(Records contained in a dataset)
━━━━━━━━━━━━━━━━━━━━

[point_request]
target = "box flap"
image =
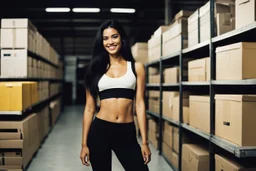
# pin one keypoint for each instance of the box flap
(236, 97)
(228, 47)
(198, 63)
(242, 2)
(198, 152)
(183, 13)
(204, 98)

━━━━━━━━━━━━━━━━━━━━

#### Work instruction:
Word for word, print out all of the records above; pass over the pictures.

#### Solution to the exercise:
[point_request]
target = "box flap"
image =
# pin one keypoint for each instance of the box flap
(236, 97)
(228, 47)
(198, 63)
(242, 2)
(198, 152)
(183, 13)
(204, 98)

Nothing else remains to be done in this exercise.